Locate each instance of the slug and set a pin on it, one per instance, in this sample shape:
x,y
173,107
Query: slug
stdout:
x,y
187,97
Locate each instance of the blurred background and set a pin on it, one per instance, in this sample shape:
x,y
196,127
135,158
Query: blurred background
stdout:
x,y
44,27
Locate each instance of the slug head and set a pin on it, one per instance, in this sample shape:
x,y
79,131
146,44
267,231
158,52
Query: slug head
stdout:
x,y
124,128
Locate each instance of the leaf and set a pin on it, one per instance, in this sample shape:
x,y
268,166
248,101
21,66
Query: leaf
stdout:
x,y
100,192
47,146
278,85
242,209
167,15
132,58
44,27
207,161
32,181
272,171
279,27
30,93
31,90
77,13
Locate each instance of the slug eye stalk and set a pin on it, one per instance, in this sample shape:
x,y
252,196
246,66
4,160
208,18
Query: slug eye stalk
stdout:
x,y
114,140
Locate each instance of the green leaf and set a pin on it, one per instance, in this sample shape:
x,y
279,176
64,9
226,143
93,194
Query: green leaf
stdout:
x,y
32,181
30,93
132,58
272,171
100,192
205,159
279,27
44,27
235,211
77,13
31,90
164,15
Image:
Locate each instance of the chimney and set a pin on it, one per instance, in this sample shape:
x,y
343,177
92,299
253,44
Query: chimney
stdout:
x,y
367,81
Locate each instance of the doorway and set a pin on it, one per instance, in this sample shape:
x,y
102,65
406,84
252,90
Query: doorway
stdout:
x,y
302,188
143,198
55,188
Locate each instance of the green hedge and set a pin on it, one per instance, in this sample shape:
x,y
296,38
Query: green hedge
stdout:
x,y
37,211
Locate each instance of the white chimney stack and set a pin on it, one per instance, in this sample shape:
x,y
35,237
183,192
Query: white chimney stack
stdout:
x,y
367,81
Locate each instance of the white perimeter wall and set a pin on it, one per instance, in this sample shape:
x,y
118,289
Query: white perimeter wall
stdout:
------------
→ **What the task requires**
Show all lines in the entries above where the string "sample" appears.

→ **Exercise response**
Locate each instance of the slug and set a pin on it, one per instance, in this sample shape:
Locate each instance of the blurred background and set a pin on it, one per instance, in this sample shape:
Locate each instance of the slug head and set a pin on it, one per instance, in this sample shape:
Locate each instance of the leaf and set a pin on it, one per instance, in this sample shape:
Locate each instance of the slug eye stalk and set a pin on it, one per instance, in this sample shape:
Locate each instance of the green leaf and set a pin on it, one per instance, in this sample shape:
Locate each instance of the chimney and set a pin on it, one per instance, in this sample shape:
Locate each instance of the doorway and set a pin on it, one per instance, in this sample shape:
Locate each instance of the green hedge and set a pin on it, one per instance, in this sample shape:
Locate each instance of the white chimney stack and set a pin on it, one per instance, in this sample shape:
Locate each instance of the white perimeter wall and set a pin on it, one per instance, in this sample shape:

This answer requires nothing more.